== DOCUMENT EXTRACT ==

Wednesday, 27 January 2021

Just Another Day



My Tablecloth (because I have no pictures to share this time)

 Its cold and crisp and clear here again today. The temperature is in the -30's but the sun is shining. I do have to admit that knowing it is that cold outside and knowing I don't have to go out is as wonderful as I always dreamed it would be in all my working years. Retirement is awesome. My heart goes out to those who have to go out in the cold. Those who spend their days outside working and women going to work in Ladies dress pants ( those suckers are the coldest things going!!) especially. I feel so blessed to be able to snuggle into my house and stay warm.

As always not much going on around here. I did finish a book last night. Only the third I have read since the pandemic but my interest in reading is starting to pick back up again. I am working my way through the Cardinal Series by Giles Blunt. I just finished the second book. I am going to take a break and read one of my Christmas books before I start the third in the series. I watched the TV series and really liked it. So far the books are not disappointing.

===

> [PROBLEM SET]:
- a) In the blog post, which book series is the writer working through?
- b) From the blog post, return the passage that begins with the words containing "My Tablecloth (because" and ends with "and stay warm.".
The entries after this point are not needed for any of the work here.

== PROVIDED RECORDS ==

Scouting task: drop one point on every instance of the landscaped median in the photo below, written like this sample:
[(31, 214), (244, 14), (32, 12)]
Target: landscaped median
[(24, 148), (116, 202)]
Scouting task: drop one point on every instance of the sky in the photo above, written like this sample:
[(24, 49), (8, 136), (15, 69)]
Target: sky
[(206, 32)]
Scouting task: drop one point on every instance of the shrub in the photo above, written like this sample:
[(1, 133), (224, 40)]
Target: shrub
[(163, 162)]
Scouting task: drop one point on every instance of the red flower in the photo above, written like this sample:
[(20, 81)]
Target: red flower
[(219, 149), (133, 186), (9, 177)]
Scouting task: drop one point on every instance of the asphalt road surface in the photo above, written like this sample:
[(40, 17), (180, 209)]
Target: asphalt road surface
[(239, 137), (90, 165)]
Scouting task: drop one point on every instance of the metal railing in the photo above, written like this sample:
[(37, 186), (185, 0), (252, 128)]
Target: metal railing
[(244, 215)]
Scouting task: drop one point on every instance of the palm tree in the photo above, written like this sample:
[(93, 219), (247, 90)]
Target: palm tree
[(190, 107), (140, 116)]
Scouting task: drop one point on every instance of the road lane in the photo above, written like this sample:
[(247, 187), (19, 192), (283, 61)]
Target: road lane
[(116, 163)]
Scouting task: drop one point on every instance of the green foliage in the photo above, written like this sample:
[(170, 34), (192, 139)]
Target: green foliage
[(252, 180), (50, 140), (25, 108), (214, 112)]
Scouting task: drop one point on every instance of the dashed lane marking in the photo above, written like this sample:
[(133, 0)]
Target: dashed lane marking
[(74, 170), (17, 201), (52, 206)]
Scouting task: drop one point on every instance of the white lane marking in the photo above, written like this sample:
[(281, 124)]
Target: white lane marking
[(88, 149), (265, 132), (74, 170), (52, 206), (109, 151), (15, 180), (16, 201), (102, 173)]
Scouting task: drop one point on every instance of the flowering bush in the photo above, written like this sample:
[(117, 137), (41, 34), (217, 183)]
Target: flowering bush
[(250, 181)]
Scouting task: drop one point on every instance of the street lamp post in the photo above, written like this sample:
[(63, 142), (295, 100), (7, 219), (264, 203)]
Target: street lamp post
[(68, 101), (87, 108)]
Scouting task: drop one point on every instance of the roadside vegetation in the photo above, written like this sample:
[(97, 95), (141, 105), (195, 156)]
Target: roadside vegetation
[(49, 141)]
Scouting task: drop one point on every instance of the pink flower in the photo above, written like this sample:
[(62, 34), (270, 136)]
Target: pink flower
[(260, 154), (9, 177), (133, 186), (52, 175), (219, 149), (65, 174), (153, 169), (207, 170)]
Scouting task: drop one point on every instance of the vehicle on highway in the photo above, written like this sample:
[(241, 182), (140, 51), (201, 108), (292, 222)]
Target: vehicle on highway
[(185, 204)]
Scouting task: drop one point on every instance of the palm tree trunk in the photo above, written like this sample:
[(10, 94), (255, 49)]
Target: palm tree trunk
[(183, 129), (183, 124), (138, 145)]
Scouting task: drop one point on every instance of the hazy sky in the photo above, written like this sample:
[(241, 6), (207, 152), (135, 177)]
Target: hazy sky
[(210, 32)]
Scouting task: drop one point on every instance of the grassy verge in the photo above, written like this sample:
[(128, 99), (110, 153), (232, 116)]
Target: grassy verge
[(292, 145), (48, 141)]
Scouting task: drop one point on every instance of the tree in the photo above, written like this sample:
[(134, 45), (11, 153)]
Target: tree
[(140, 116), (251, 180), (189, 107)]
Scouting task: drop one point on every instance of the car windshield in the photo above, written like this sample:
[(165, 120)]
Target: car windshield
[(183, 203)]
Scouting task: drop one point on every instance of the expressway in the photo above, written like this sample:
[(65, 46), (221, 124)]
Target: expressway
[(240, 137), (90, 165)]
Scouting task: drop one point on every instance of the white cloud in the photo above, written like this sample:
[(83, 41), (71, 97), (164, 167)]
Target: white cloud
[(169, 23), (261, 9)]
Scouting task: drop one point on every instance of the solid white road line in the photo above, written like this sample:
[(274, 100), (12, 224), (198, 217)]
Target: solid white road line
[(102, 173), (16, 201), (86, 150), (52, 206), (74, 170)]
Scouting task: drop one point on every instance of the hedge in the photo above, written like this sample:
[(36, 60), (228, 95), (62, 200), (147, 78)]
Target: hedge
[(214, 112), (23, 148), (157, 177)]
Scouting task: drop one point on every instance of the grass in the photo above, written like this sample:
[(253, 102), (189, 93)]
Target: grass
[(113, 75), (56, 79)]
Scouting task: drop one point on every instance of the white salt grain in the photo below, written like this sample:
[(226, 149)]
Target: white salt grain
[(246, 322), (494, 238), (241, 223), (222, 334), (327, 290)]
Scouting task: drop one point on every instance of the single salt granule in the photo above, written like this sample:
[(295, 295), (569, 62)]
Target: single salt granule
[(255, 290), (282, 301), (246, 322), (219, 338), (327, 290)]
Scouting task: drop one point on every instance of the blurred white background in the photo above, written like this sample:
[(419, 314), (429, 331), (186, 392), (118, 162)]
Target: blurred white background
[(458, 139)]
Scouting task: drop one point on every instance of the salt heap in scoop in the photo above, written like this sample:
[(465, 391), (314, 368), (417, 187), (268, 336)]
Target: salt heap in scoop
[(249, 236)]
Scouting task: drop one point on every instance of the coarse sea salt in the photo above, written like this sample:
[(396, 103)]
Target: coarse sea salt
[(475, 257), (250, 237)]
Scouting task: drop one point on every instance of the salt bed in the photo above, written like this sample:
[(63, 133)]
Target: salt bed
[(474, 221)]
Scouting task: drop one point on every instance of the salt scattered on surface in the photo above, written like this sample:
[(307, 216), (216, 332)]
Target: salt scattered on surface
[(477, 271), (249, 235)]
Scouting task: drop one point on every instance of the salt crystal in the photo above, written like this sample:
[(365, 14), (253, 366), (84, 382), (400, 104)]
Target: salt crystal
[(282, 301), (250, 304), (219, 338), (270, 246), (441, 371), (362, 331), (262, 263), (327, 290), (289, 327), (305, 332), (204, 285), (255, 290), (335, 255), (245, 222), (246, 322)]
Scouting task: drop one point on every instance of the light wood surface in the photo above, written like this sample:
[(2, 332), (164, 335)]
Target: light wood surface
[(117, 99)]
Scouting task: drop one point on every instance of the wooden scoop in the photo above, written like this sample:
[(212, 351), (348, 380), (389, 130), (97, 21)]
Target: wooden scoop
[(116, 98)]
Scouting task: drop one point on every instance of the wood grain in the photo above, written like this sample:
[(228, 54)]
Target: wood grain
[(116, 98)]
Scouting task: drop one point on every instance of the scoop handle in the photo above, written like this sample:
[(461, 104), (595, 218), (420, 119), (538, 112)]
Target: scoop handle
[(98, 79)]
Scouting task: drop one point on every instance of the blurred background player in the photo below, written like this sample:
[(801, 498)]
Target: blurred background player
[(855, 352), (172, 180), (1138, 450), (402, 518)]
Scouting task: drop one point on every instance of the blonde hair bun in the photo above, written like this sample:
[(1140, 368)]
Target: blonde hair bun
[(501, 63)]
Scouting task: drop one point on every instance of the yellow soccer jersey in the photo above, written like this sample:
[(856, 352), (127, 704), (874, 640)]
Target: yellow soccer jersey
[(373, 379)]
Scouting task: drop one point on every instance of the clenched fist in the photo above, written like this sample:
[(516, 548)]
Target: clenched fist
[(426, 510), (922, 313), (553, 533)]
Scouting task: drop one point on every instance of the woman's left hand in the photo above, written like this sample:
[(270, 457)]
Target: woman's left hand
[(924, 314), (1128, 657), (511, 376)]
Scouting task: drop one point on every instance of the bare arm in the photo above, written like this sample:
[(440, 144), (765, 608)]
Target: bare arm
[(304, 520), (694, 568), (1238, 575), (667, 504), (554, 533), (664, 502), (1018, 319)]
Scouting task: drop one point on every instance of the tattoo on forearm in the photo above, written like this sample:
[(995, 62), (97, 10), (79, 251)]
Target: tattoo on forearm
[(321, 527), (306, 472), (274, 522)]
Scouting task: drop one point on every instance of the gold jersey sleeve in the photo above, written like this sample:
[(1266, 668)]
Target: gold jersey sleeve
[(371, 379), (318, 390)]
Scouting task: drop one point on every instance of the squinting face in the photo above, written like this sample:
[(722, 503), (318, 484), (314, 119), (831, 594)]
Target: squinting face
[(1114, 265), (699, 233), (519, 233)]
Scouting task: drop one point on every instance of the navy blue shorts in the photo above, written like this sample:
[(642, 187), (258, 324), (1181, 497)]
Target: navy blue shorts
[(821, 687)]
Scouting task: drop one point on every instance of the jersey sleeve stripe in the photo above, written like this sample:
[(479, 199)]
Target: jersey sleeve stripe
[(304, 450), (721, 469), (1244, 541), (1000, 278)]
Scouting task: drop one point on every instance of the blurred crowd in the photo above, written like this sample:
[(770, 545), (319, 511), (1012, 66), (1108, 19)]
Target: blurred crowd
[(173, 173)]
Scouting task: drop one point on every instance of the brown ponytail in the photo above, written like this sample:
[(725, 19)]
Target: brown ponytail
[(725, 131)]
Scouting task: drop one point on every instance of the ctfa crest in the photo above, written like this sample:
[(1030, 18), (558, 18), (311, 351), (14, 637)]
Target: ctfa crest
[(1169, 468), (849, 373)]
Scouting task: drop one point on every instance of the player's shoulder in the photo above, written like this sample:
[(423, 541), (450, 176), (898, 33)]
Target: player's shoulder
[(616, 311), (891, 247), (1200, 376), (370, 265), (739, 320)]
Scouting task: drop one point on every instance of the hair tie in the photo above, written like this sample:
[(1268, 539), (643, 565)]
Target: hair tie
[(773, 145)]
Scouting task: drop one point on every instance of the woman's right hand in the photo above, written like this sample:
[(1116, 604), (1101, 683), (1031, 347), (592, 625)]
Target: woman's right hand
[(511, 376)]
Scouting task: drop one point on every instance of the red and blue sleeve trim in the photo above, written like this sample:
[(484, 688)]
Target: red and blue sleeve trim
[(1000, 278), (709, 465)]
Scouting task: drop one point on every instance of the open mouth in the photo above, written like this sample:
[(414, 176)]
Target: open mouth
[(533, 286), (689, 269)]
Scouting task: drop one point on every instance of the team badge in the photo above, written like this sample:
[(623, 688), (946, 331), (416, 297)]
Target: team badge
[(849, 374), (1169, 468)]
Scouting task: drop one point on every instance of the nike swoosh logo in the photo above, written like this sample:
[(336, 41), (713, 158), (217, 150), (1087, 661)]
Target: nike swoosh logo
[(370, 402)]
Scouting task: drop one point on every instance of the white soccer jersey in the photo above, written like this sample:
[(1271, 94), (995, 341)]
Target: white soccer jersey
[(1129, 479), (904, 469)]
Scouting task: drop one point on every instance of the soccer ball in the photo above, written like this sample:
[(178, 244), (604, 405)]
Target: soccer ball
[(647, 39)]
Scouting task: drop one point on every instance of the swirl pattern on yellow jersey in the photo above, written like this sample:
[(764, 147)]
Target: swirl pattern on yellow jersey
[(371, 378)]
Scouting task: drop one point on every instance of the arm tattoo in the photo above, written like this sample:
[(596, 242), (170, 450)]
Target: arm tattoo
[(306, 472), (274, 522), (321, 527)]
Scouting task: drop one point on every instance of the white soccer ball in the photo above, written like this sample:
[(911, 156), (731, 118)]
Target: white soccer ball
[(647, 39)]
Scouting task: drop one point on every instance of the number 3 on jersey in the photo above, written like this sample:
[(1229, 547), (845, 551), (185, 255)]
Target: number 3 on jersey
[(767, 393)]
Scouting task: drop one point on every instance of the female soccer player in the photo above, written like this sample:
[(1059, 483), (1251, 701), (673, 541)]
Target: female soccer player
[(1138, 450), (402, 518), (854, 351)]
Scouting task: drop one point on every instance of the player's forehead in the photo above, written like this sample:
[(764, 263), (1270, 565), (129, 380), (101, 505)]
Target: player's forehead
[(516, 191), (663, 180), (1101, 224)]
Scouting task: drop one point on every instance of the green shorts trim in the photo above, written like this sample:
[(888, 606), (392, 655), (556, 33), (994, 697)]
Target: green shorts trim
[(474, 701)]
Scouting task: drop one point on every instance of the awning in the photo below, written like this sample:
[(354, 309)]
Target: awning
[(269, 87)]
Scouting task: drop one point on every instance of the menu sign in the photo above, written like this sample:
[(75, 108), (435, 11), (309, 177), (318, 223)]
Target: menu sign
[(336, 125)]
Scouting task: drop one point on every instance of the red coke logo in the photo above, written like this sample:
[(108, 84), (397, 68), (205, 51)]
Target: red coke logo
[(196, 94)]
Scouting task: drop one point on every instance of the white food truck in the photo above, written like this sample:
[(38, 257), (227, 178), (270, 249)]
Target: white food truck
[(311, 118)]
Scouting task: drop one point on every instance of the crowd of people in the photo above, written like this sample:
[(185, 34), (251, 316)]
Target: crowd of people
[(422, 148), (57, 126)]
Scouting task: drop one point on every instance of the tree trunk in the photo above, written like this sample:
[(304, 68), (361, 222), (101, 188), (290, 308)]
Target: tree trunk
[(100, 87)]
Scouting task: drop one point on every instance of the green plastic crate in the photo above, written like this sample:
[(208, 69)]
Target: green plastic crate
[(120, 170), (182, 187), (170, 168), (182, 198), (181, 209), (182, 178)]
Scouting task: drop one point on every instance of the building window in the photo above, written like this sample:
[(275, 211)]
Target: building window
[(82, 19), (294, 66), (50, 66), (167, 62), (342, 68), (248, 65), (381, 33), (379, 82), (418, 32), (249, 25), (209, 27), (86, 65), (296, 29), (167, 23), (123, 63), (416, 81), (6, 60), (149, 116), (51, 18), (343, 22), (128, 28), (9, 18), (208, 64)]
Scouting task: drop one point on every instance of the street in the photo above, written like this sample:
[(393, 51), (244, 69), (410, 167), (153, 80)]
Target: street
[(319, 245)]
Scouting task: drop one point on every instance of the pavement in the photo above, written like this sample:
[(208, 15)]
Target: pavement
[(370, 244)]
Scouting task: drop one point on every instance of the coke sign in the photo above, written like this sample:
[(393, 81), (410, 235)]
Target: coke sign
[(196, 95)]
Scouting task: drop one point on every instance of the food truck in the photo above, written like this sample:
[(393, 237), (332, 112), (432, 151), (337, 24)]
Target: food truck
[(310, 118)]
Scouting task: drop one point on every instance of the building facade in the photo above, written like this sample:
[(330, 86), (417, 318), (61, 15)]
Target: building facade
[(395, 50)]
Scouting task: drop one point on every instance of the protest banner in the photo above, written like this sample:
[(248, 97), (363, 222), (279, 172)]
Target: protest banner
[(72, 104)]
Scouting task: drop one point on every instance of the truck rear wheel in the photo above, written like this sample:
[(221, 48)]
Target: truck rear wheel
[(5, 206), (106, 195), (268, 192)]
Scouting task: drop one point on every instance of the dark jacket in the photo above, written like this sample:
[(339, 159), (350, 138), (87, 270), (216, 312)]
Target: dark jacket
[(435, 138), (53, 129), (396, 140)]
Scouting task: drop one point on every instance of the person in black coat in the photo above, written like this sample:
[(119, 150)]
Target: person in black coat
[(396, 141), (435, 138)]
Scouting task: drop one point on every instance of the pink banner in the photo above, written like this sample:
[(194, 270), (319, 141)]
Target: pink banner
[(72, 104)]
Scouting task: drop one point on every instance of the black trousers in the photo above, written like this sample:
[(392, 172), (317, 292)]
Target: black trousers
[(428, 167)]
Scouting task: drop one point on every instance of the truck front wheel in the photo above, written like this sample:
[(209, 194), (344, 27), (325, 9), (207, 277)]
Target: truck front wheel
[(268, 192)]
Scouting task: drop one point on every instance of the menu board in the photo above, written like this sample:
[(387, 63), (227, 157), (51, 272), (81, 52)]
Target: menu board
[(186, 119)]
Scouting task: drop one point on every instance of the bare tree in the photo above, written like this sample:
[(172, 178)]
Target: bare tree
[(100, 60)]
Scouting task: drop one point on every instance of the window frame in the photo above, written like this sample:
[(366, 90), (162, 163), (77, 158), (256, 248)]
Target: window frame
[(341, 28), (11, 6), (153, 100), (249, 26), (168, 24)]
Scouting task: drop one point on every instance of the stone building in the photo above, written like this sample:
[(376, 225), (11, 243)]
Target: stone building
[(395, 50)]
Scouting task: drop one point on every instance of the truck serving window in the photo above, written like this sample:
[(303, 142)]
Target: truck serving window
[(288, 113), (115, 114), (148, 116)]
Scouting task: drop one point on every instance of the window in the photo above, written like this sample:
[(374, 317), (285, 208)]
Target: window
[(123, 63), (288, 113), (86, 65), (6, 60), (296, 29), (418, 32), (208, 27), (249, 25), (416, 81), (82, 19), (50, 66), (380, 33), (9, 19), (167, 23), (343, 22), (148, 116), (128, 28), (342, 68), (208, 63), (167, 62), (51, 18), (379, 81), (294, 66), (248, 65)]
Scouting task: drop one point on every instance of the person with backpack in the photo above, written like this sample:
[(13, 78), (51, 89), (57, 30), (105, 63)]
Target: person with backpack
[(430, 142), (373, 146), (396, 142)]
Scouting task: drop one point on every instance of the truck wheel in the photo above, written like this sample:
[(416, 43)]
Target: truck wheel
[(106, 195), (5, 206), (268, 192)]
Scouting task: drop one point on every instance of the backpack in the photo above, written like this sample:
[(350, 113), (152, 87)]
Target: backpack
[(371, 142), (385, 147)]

===

> [ANSWERS BELOW]:
- a) The Cardinal Series by Giles Blunt.

- b)
My Tablecloth (because I have no pictures to share this time)

 Its cold and crisp and clear here again today. The temperature is in the -30's but the sun is shining. I do have to admit that knowing it is that cold outside and knowing I don't have to go out is as wonderful as I always dreamed it would be in all my working years. Retirement is awesome. My heart goes out to those who have to go out in the cold. Those who spend their days outside working and women going to work in Ladies dress pants ( those suckers are the coldest things going!!) especially. I feel so blessed to be able to snuggle into my house and stay warm.